SET EXERCISE: Retype each line exactly. Skip images.

DATA RECORDS:

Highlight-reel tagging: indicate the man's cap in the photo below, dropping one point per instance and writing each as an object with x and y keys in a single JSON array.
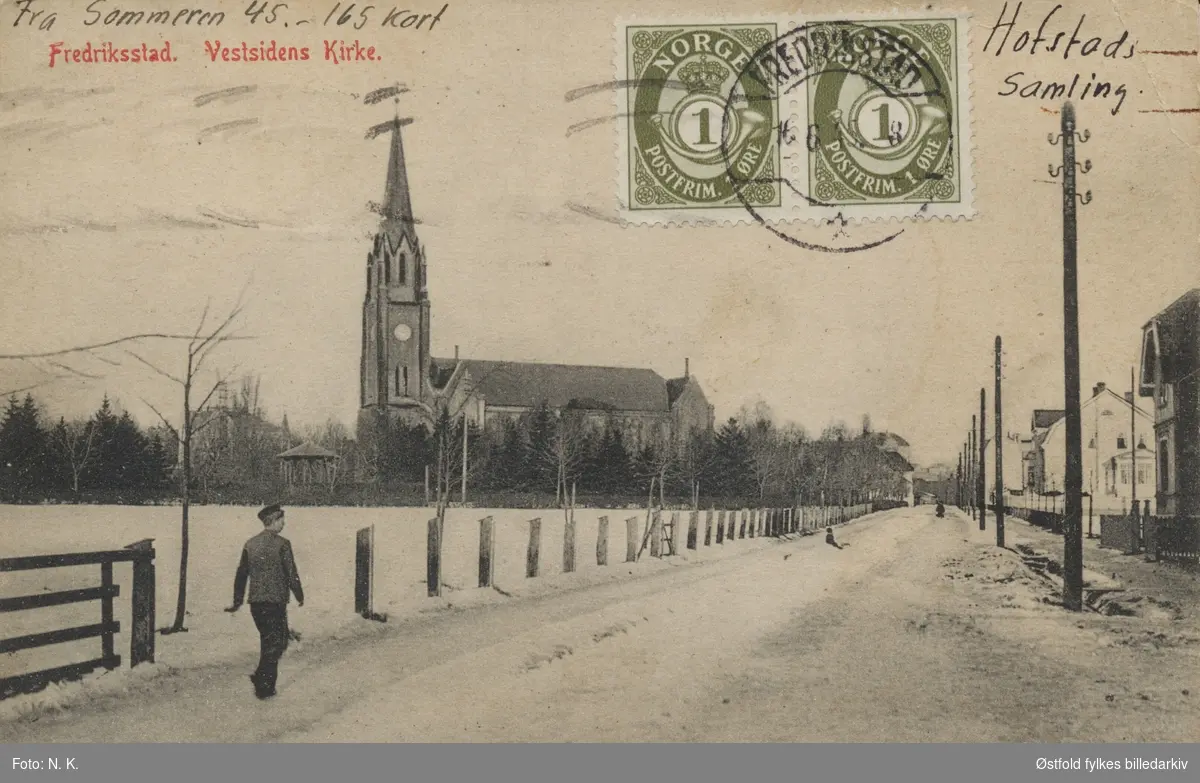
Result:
[{"x": 269, "y": 513}]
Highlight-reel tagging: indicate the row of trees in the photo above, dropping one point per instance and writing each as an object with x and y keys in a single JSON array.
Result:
[
  {"x": 546, "y": 452},
  {"x": 553, "y": 452},
  {"x": 106, "y": 453}
]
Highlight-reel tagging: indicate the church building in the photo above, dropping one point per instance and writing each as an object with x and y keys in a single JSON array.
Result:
[{"x": 401, "y": 380}]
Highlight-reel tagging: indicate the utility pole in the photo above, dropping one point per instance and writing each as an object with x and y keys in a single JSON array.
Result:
[
  {"x": 1073, "y": 510},
  {"x": 465, "y": 428},
  {"x": 1000, "y": 455},
  {"x": 958, "y": 483},
  {"x": 971, "y": 454},
  {"x": 1133, "y": 461},
  {"x": 983, "y": 459}
]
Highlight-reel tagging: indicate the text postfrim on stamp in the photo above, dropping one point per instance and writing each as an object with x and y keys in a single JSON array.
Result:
[{"x": 781, "y": 121}]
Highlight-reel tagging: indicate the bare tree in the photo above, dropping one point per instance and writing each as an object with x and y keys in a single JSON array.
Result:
[
  {"x": 76, "y": 443},
  {"x": 196, "y": 418},
  {"x": 201, "y": 345}
]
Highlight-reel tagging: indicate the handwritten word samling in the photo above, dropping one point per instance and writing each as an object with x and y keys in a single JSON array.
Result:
[{"x": 1055, "y": 41}]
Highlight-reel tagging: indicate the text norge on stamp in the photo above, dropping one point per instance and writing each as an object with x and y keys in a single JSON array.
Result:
[{"x": 774, "y": 121}]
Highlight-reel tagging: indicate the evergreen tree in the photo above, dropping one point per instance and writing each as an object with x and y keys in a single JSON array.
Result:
[
  {"x": 24, "y": 452},
  {"x": 609, "y": 470},
  {"x": 539, "y": 466},
  {"x": 509, "y": 460},
  {"x": 732, "y": 461}
]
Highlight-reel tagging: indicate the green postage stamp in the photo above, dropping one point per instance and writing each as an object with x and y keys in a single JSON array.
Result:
[{"x": 795, "y": 120}]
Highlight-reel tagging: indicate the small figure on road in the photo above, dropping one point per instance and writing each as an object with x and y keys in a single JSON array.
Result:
[{"x": 268, "y": 563}]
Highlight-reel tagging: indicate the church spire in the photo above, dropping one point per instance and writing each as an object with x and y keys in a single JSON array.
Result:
[{"x": 397, "y": 205}]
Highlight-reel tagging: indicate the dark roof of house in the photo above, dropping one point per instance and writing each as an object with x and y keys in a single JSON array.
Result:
[
  {"x": 1179, "y": 336},
  {"x": 1044, "y": 418},
  {"x": 897, "y": 462},
  {"x": 675, "y": 388},
  {"x": 307, "y": 450},
  {"x": 529, "y": 384}
]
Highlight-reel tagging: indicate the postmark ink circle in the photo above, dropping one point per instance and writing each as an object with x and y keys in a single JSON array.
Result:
[{"x": 881, "y": 118}]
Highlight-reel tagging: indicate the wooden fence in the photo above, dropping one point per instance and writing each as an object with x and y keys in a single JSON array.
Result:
[
  {"x": 660, "y": 538},
  {"x": 142, "y": 641},
  {"x": 1174, "y": 538}
]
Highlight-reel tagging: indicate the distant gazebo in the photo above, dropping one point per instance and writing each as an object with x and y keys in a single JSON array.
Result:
[{"x": 307, "y": 464}]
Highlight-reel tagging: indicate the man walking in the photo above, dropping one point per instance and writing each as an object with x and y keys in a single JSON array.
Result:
[{"x": 267, "y": 561}]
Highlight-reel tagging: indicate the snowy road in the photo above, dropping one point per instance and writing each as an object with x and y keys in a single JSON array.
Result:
[{"x": 918, "y": 631}]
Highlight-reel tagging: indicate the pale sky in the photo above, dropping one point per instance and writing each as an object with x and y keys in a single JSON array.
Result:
[{"x": 124, "y": 207}]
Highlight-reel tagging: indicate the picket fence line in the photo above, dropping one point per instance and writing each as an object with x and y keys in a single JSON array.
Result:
[{"x": 659, "y": 532}]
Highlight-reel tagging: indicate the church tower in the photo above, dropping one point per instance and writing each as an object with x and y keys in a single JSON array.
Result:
[{"x": 396, "y": 310}]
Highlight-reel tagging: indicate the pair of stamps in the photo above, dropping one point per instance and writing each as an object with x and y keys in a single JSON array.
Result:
[{"x": 832, "y": 119}]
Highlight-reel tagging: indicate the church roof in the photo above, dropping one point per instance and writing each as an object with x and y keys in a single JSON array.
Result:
[
  {"x": 397, "y": 203},
  {"x": 675, "y": 388},
  {"x": 529, "y": 384}
]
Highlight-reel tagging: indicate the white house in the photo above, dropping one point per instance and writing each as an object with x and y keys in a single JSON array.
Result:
[{"x": 1109, "y": 453}]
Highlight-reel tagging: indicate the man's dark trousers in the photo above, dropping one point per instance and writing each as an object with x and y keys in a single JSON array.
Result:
[{"x": 271, "y": 621}]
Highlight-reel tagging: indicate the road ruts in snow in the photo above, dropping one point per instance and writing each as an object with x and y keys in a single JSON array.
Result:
[
  {"x": 921, "y": 629},
  {"x": 881, "y": 641},
  {"x": 215, "y": 704},
  {"x": 643, "y": 669}
]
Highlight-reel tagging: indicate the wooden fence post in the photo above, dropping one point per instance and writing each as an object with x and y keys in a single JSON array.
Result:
[
  {"x": 433, "y": 560},
  {"x": 534, "y": 550},
  {"x": 486, "y": 551},
  {"x": 106, "y": 616},
  {"x": 657, "y": 535},
  {"x": 363, "y": 572},
  {"x": 603, "y": 542},
  {"x": 142, "y": 609},
  {"x": 569, "y": 543}
]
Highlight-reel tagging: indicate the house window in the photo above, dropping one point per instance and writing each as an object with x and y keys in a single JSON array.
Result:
[{"x": 1164, "y": 466}]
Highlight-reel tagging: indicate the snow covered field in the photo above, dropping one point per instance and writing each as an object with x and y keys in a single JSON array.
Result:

EXPECTED OUTPUT:
Highlight-reel tagging: indicate the man's cap in the photo below, dropping one point per instance and writing each as an object with x and y keys in a single JSON array.
Result:
[{"x": 269, "y": 513}]
Highlight-reel tagging: indicate the row of trees in the photo above, dropping one point per instance and writing each as an object with x and y keys in a single JSON array.
Result:
[
  {"x": 546, "y": 452},
  {"x": 553, "y": 452},
  {"x": 106, "y": 453}
]
Highlight-reel tagging: indicate the church building in the photo above, dropping one point per instance and writing each as an object with x and y keys in a single JSON array.
Result:
[{"x": 401, "y": 380}]
Highlight-reel tagging: indicate the utility pole in the photo above, dropping one point per instance and writing each as an object with x and y keys in a single JSON array.
Result:
[
  {"x": 1073, "y": 510},
  {"x": 465, "y": 428},
  {"x": 1000, "y": 455},
  {"x": 958, "y": 483},
  {"x": 971, "y": 454},
  {"x": 1133, "y": 461},
  {"x": 983, "y": 459}
]
Highlight-reel tagging: indicate the text postfrim on stamp in the photo above, dropping one point per instance and writing each as an object with x and y keys in a single JSON array.
Result:
[{"x": 781, "y": 121}]
Highlight-reel tagging: indicate the bare tree in the photo above, dropping one point per instance and writing each as an object with x and y keys in a single JSON array.
Result:
[
  {"x": 76, "y": 443},
  {"x": 196, "y": 418},
  {"x": 201, "y": 345}
]
Highlight-reel tagging: indicate the handwritten word samling in the photo above, dropping one point per instance and writing each as an object with x and y keys in a single JSON array.
Result:
[{"x": 1055, "y": 41}]
Highlight-reel tagging: indicate the text norge on stamp in the photo above, dropping one point per instance and writing each as an object with x and y keys in a single JSON array.
Result:
[{"x": 774, "y": 121}]
Highlight-reel tagging: indicate the evergreen tree in the photo above, dropping one point per instance and writing each as an object with x and y keys in a single JSON array.
Result:
[
  {"x": 24, "y": 452},
  {"x": 609, "y": 470},
  {"x": 539, "y": 466},
  {"x": 509, "y": 460},
  {"x": 732, "y": 461}
]
Highlight-reel tagging: indicate the green postage stamp in the photo above, dropping one point per instance and writing each as an object with x and y keys in a single JSON array.
Result:
[{"x": 795, "y": 120}]
Highlight-reel tagging: indicate the small figure on road in the photo above, dropping one point per instance and writing each as an object with x and y keys in a single JSON array.
Result:
[{"x": 268, "y": 563}]
Highlight-reel tagging: indicate the church spire in the photo above, dropping one point per instance and writing each as an object with x and y keys in a single JSON array.
Result:
[{"x": 397, "y": 205}]
Highlight-reel tagging: indicate the dark roof of house in the photo above, dropping one point per instance and writing each as an object with x and y keys in a single JSON array.
Result:
[
  {"x": 1179, "y": 336},
  {"x": 1044, "y": 418},
  {"x": 897, "y": 462},
  {"x": 675, "y": 388},
  {"x": 307, "y": 450},
  {"x": 529, "y": 384}
]
Highlight-reel tagging: indicate the postmark ink circle in the photo above, dropping one point per instance and writing each as an object with x and y keys in a single JSON array.
Result:
[{"x": 881, "y": 118}]
Highlight-reel tagging: indicate the wooden fence in the photo above, dropping one point per instance and writing each as an object with x and y keys in a single JSON array.
Result:
[
  {"x": 660, "y": 538},
  {"x": 142, "y": 641},
  {"x": 1174, "y": 538}
]
Highlight-reel tagging: indicate the distant gazebo in the photo above, dropping one point per instance and writing each as an object with x and y keys in a single JSON array.
Result:
[{"x": 307, "y": 464}]
Highlight-reel tagging: indicate the man walking in the photo above, dropping one point per instance and writing each as an object with x and y keys in a single JSON array.
Result:
[{"x": 267, "y": 561}]
Highlight-reel tagging: indicate the snowy road in the photo above, dropping one point per instance and writing each as an object with x and y keys in a single JSON array.
Result:
[{"x": 918, "y": 631}]
Highlight-reel tagging: indicate the pale sky in the photo above, dropping one point per instance and writing each as an object with x and y keys in a single JSON array.
Result:
[{"x": 124, "y": 207}]
Highlight-reel tagging: indicate the picket fence line in the photo above, dropping one point per instance and writing each as an object with x and y keys in a single JSON array.
Result:
[{"x": 659, "y": 532}]
Highlight-reel tagging: indicate the church tower in the photo above, dropping one point per instance and writing each as an object with x and y keys in a single JSON array.
Result:
[{"x": 396, "y": 310}]
Highlight-reel tagging: indicate the pair of stamps in the photo above, dropping one point per instance and writing each as an object with x and y keys in a single JSON array.
Result:
[{"x": 832, "y": 119}]
Highlight-reel tagging: indicate the church roof in the photo above, dropping one point per instance and writing each as an object with x and y keys in a single JSON array.
Result:
[
  {"x": 397, "y": 203},
  {"x": 675, "y": 388},
  {"x": 529, "y": 384}
]
Highlight-reel tagging: indicate the white house in the photo above, dropping one point per instance and writing each as an object with x and y keys in a single JSON array.
Result:
[{"x": 1109, "y": 453}]
Highlight-reel tagging: indicate the man's dark trousers in the photo above, dropping one point per instance and writing each as an object with x and y keys in a single JSON array.
Result:
[{"x": 271, "y": 621}]
Highlight-reel tagging: indicate the road ruts in snow in the photo above, dropping one point per instance and writing each as an object with x and y keys in a single JSON array.
Result:
[
  {"x": 921, "y": 629},
  {"x": 881, "y": 641},
  {"x": 215, "y": 704},
  {"x": 643, "y": 669}
]
Highlight-reel tagging: indicate the wooden fence post in the photo above, dropping one point per instance and writing each as an object with x and y keys in a single JSON array.
Result:
[
  {"x": 433, "y": 560},
  {"x": 534, "y": 550},
  {"x": 486, "y": 551},
  {"x": 106, "y": 616},
  {"x": 657, "y": 535},
  {"x": 363, "y": 572},
  {"x": 603, "y": 542},
  {"x": 142, "y": 609},
  {"x": 569, "y": 543}
]
Highlight-reel tagging: indicate the house window in the photo above, dropping one point per instance and writing each as an object with x and y keys in a single JSON array.
Result:
[{"x": 1164, "y": 466}]
Highlight-reel tagging: indicate the snow covered field in the photo above, dropping one point per instance and writing each as an object with x and y keys in a single JSON array.
Result:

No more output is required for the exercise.